Cannes, France - Bollywood might still dominate India’s motion picture business, but new directors have started to make their mark on the nation’s cinema.

 

“A vision of a new generation of filmmakers is emerging,” Cannes Film Festival chief Thierry Fremaux said at the premiere of New Delhi-born director Gurvinder Singh’s Chauthi Koot (The Fourth Direction), which was one of two new Indian films showcased at this year’s festival.

 

Along with the other movie selected for Cannes, Neeraj Ghaywan’s Masaan, the films represent a dramatic break from the dream world created by the glamour, the music and the stars of big-budget Bollywood productions.

 

Instead, directors such as Singh and Ghaywan have set about focusing on a more social realist cinema that draws on the struggles and joys of the lives of more ordinary people in the world’s biggest democracy.

 

“We do not belong to Bollywood,” Singh told dpa.

 

Both Singh and Ghaywan’s films were screened in Cannes’ Uncertain Regard section, which is aimed at promoting more innovative cinema.

 

The screenings of the two films comes two years after Indian director Ritesh Batra presented her quiet romance The Lunchbox to a rapturous Cannes audience, which helped to give impetus to India’s new wave cinema.

 

While Ghaywan’s film is about a group of characters battling to find a better future in the holy city of Benares amid the clash between India’s drive for change and its traditions and heritage, Singh’s movie is set in the troubled state of Punjab.

 

“India currently is at the behest of change,” said Ghaywan at the premiere of his film.

 

But “we are shackled by our conventions and cultures … of caste and class,” he said. “We want to set ourselves free. We are talking about escape.”

 

Singh’s movie is set against the backdrop of a climate of fear and suspicion in Punjab during the early 1980s.

 

The tensions culminated in the government’s bloody crackdown on the occupation of the Golden Temple in the holy city of Amritsar by Sikh radicals, and ultimately led to the assassination of Prime Minister Indira Gandhi.

 

This is not the first time that India has witnessed the emergence of a so-called new wave in cinema. Similar movements also emerged during the 1970s and 1980s.

 

But this time around the digital revolution is helping to drive independent filmmaking in India, exposing the nation’s new directors to global trends in cinema.

 

“There is a lot of energy in film,” Singh told dpa. “People want to express themselves through cinema.”

 

Chauthi Koot is Singh’s second feature, following his widely acclaimed Anhe Ghore Da Daan, (Alms for a Blind Horse), which was also set in Punjab.

 

Singh’s latest film is about the ordinary people caught between the Sikh militants and the government’s attempts to crush them.

■ Data extract ■
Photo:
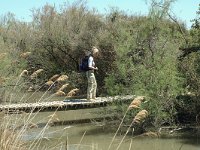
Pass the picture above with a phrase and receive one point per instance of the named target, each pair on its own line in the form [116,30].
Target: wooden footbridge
[71,104]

■ What you are asked to do ■
Please reproduce, word for word, the passage of the article on India's new filmmakers at Cannes from "The tensions culminated" up to and including "trends in cinema.".

■ Task output ■
The tensions culminated in the government’s bloody crackdown on the occupation of the Golden Temple in the holy city of Amritsar by Sikh radicals, and ultimately led to the assassination of Prime Minister Indira Gandhi.

 

This is not the first time that India has witnessed the emergence of a so-called new wave in cinema. Similar movements also emerged during the 1970s and 1980s.

 

But this time around the digital revolution is helping to drive independent filmmaking in India, exposing the nation’s new directors to global trends in cinema.